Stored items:
____

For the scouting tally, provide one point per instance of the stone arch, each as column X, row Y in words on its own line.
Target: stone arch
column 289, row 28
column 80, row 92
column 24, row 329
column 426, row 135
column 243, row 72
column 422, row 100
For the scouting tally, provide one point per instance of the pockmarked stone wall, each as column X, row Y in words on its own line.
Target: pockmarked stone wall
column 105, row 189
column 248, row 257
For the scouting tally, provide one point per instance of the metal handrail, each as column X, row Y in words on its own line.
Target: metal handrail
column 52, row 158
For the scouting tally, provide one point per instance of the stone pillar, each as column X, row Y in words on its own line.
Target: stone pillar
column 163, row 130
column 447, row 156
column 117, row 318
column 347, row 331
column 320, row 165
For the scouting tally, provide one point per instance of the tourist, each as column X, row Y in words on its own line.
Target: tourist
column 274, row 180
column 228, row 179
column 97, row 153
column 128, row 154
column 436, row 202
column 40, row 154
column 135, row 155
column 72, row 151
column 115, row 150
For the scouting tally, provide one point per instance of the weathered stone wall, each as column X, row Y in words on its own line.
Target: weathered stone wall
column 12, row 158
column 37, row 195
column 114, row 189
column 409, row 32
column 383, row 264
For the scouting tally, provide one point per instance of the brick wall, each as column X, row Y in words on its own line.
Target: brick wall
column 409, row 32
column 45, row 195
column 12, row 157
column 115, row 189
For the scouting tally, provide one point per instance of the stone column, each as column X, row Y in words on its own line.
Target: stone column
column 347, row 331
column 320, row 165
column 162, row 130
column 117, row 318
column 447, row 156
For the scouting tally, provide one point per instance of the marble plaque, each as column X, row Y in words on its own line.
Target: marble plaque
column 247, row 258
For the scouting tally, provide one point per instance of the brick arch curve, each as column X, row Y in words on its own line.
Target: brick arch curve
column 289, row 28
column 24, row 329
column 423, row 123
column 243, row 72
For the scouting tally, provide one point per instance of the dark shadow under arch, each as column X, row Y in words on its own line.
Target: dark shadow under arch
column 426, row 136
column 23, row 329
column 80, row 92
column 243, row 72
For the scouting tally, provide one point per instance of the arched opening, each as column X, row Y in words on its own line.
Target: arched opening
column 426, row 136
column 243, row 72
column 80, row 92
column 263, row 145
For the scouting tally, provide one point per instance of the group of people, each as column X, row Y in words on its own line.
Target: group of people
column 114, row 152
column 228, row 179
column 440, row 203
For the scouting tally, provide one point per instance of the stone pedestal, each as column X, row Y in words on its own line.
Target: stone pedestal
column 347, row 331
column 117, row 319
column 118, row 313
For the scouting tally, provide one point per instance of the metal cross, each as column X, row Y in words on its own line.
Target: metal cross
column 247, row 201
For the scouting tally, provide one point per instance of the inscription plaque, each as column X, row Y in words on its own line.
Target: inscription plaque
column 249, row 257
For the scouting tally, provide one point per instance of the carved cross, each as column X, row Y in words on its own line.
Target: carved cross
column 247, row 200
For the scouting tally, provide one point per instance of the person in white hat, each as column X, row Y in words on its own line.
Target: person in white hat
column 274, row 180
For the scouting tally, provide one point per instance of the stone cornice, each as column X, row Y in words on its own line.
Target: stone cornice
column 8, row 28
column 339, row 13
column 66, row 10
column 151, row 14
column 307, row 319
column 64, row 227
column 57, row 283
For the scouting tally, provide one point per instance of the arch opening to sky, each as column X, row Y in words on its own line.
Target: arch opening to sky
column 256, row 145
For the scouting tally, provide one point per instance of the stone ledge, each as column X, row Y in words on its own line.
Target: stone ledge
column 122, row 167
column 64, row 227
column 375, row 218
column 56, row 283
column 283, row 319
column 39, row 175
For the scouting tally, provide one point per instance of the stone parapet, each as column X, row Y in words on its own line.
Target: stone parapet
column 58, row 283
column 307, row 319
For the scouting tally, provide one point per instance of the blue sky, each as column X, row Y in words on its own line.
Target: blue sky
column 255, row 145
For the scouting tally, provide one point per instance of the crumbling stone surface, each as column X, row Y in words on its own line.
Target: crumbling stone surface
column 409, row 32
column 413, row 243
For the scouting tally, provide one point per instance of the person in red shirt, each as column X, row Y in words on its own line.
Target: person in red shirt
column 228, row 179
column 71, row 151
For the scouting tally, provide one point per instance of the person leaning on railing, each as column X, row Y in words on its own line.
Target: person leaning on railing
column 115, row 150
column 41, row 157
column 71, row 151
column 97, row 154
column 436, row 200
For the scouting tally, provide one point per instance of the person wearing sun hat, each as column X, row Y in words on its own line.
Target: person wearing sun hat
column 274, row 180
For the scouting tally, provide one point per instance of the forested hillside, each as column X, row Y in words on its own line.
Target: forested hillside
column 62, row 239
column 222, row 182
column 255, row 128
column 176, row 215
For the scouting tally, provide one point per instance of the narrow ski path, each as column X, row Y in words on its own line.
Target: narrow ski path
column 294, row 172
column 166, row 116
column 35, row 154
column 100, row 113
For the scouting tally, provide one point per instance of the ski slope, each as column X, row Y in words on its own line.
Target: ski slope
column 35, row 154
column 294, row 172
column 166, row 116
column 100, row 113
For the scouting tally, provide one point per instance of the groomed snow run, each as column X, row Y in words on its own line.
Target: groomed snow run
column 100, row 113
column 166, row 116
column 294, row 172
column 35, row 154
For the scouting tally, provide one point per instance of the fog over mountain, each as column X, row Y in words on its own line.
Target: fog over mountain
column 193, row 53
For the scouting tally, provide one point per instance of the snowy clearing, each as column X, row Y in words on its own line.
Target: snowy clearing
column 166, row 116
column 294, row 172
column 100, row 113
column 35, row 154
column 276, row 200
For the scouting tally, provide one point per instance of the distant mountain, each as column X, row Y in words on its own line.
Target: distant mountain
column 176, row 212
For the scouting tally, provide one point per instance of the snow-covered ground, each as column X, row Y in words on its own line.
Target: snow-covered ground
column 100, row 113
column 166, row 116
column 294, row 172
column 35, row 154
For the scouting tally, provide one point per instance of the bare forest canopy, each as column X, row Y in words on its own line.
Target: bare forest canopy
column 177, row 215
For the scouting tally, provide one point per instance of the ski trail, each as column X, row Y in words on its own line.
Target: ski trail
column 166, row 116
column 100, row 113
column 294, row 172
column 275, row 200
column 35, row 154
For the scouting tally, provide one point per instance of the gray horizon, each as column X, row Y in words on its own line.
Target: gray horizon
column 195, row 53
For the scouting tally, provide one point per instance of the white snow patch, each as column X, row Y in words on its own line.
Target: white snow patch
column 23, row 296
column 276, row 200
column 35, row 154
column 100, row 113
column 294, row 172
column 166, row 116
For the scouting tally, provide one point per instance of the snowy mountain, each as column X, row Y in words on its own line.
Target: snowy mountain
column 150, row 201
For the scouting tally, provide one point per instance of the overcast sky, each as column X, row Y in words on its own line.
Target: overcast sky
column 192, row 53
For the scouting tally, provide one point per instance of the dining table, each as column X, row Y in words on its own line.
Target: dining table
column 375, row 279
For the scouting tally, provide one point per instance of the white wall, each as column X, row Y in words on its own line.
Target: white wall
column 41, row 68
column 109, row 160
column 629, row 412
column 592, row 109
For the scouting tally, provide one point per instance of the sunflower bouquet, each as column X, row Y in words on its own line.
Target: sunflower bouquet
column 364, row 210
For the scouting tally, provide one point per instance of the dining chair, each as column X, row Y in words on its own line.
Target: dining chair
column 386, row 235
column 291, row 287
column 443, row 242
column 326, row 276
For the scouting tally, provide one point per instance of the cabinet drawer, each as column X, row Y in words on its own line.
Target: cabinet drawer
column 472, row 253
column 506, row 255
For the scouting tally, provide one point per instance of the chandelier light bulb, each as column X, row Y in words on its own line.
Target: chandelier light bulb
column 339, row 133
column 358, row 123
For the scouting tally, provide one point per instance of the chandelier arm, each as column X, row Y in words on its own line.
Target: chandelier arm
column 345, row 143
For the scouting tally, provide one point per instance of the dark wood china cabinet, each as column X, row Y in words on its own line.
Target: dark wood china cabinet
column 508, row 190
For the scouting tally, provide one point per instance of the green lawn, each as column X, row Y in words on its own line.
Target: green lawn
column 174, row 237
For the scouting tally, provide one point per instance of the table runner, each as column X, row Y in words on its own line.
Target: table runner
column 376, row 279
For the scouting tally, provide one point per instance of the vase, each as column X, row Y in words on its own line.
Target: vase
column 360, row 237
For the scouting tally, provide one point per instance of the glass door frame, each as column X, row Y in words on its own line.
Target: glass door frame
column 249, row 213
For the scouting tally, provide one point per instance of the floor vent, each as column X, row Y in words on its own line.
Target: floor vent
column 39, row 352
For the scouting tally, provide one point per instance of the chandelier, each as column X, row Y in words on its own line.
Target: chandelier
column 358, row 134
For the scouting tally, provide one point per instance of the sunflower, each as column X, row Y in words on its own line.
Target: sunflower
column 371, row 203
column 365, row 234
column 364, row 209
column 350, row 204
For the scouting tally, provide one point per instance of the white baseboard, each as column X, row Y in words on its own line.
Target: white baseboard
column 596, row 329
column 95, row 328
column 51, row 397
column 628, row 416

____

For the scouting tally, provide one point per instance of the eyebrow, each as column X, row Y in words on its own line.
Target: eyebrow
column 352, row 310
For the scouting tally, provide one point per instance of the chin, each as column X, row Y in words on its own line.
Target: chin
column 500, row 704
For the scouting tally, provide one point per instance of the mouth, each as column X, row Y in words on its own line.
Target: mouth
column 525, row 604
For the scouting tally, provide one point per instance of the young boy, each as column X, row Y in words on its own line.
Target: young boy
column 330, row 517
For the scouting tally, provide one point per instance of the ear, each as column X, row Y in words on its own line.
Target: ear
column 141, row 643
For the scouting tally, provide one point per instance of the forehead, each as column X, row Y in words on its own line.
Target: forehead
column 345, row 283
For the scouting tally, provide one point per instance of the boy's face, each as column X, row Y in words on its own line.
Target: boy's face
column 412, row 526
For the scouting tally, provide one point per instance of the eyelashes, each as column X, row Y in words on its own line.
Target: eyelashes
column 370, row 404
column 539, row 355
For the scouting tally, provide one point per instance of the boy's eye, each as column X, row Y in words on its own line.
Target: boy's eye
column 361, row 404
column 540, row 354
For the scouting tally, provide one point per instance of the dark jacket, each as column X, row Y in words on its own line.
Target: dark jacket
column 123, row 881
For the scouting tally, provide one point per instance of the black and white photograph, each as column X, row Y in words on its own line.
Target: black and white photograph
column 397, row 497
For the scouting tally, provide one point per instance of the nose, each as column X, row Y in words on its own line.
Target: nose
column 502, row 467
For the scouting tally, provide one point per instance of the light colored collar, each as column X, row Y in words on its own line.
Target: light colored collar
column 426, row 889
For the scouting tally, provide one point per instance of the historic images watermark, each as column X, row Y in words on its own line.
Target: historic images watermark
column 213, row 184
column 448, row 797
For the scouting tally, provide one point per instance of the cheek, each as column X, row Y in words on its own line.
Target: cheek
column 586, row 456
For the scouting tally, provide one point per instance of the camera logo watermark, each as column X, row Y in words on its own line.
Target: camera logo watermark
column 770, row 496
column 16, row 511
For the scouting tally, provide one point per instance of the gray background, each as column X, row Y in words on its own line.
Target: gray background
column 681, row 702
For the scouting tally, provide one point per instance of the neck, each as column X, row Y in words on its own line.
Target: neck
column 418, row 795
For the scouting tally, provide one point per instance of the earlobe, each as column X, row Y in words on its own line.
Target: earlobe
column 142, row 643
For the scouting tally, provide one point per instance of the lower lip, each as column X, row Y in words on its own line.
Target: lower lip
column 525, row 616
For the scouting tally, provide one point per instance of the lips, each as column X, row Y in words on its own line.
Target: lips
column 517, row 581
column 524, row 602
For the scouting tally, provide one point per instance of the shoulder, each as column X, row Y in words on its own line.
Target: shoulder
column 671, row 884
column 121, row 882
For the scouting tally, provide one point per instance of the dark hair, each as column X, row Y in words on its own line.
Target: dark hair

____

▶ _EXERCISE REQUIREMENTS_: Recast the lines between the one holding "the nose, each" and the one holding "column 502, row 467", inclusive, as a numbered list, leaving out any blank lines.

▶ _ANSWER TO THIS PROBLEM_:
1. For the scouting tally, provide one point per instance of the nose, each as column X, row Y in words on its own line.
2. Target: nose
3. column 502, row 467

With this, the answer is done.